Required action: Can you copy out everything in the Bitcoin mining text from "Cost comparison of" down to "your system’s OS.", renaming "Bitcoin wallet" to "crypto wallet"?

Document extract:
-------------------------
Bitcoin mining requires some hardware and software. Below is a comparison chart of three most popular ASIC mining rigs. Hash rate, energy efficiency and price are factors one should consider while purchasing a rig. As you can see, bitcoin rigs don’t come cheap. Add to it the power bill you will drum up- Marketwatch estimates you will pay around $3,000 to mine a single Bitcoin, at current rates. And power supply units to keep the system running 24 hours. Also, remember that mining software becomes obsolete pretty quickly. Companies are working overtime to come up with faster rigs and you might find your humble rig outdated soon.
Cost comparison of mining rigs
You will need Bitcoin mining software which is usually open-source and free, a Bitcoin wallet to store your earnings. The software will depend on your system’s OS.
How to calculate mining profitability?
Use free profitability calculators that latest Bitcoin price. Just punch in your power consumption expenses and hash rate and you will get a chart with your expected earnings and recoup time. It will look something like this:
Is Bitcoin mining worth it?
-------------------------
Supplied records:
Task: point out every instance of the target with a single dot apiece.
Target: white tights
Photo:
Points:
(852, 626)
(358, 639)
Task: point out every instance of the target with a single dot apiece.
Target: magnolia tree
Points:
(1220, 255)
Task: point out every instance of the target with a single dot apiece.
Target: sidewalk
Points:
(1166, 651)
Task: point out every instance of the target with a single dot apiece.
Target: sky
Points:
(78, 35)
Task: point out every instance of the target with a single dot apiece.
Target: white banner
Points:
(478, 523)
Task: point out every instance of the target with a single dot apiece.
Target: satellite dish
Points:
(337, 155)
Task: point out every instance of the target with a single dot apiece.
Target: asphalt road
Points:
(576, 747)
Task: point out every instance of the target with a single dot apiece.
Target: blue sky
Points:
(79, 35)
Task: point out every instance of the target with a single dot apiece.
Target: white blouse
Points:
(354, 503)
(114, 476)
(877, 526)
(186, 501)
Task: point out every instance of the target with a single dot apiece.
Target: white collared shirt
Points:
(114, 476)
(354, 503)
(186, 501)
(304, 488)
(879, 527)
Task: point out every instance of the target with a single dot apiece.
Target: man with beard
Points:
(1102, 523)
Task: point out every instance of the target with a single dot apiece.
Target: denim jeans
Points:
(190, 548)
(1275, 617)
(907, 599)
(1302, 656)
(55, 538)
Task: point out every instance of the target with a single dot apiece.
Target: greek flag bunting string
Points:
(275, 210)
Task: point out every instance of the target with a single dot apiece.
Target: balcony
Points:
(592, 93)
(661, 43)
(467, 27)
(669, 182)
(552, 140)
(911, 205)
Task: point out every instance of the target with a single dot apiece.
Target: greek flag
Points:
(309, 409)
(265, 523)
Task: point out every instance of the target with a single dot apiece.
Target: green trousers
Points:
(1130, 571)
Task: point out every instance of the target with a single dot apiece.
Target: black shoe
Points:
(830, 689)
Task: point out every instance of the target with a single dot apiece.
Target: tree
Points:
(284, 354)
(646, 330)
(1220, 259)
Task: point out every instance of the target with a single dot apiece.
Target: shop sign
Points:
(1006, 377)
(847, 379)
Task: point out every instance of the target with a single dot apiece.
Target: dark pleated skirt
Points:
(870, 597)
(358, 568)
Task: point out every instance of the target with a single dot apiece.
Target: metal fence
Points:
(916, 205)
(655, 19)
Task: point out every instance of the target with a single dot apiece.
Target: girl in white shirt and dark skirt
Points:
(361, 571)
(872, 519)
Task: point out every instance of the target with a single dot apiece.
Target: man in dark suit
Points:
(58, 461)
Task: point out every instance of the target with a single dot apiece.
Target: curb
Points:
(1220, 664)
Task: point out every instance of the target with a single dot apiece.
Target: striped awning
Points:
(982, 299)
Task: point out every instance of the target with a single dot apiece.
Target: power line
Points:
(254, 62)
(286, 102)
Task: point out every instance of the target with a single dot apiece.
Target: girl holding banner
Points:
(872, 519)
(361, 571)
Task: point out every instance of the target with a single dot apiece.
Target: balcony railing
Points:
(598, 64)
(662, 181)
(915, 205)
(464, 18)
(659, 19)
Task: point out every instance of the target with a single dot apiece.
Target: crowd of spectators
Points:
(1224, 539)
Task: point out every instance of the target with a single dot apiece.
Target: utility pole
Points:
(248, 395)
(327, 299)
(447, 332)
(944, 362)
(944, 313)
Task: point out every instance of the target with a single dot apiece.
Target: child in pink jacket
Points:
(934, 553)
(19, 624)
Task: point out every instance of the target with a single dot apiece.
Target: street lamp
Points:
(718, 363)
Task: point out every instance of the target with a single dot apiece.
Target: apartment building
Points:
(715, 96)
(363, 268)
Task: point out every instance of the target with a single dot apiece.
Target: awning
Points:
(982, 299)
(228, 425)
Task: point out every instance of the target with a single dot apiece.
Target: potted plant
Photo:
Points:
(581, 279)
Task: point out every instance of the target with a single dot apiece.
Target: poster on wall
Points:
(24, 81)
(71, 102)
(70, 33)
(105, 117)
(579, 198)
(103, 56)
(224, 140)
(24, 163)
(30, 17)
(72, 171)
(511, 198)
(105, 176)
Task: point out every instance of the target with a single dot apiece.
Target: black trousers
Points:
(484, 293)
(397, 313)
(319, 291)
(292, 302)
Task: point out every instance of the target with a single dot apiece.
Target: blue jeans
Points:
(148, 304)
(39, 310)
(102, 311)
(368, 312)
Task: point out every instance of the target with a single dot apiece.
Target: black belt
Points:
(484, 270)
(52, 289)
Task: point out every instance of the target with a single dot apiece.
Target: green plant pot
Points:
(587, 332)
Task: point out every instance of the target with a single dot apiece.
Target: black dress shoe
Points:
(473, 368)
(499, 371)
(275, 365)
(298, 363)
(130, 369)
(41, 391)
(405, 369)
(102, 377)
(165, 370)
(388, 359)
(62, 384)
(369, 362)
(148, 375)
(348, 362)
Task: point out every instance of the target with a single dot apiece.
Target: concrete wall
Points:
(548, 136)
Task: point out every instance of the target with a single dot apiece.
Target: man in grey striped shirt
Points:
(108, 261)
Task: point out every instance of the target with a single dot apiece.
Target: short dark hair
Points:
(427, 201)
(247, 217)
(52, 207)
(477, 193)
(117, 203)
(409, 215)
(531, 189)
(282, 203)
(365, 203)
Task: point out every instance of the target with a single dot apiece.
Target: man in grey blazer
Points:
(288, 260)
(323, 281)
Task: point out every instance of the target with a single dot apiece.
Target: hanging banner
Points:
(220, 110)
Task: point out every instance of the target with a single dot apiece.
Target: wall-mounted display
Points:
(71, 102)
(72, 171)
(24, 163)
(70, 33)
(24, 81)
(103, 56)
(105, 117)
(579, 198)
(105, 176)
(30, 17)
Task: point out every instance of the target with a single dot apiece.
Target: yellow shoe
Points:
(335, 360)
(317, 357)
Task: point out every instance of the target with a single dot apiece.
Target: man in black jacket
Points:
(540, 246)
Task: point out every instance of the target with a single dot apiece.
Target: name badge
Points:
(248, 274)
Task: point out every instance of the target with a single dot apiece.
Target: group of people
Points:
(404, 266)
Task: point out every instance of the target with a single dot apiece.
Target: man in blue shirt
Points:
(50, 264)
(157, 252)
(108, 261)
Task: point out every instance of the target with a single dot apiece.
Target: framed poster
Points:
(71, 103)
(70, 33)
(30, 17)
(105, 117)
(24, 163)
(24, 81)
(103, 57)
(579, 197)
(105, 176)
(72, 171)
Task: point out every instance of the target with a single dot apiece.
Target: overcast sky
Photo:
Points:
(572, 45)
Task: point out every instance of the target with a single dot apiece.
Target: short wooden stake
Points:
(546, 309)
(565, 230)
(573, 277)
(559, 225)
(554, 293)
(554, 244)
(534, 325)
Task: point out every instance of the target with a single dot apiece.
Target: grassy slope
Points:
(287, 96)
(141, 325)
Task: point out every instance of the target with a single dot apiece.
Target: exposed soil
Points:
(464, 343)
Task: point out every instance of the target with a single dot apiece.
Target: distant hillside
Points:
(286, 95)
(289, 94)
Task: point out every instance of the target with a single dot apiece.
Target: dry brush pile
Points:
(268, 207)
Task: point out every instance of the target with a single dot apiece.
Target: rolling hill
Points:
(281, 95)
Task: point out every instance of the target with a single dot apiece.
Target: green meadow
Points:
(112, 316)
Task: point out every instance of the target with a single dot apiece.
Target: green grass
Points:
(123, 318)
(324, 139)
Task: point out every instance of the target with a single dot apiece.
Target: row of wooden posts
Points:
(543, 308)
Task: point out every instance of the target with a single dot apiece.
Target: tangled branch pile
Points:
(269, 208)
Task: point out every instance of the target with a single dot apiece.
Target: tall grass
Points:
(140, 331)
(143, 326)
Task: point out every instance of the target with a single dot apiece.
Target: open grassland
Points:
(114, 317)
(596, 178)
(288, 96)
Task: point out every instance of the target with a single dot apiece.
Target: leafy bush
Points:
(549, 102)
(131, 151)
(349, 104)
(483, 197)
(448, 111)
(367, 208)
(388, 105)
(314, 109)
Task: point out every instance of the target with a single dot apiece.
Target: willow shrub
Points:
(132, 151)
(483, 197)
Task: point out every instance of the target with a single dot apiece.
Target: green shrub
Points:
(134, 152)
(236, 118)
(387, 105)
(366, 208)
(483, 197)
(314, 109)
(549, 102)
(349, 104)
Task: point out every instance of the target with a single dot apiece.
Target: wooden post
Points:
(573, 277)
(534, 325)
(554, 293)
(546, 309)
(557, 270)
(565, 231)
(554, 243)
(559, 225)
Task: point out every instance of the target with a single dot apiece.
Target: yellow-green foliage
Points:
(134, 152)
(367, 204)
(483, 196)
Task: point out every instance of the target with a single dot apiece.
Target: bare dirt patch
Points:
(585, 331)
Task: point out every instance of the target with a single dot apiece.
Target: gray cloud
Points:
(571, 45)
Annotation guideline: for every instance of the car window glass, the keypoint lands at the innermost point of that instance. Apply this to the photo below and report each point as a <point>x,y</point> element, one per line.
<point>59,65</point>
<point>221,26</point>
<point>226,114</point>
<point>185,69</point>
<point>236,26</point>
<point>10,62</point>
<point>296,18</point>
-------------------------
Solved problem:
Cost comparison of mining rigs
You will need Bitcoin mining software which is usually open-source and free, a crypto wallet to store your earnings. The software will depend on your system’s OS.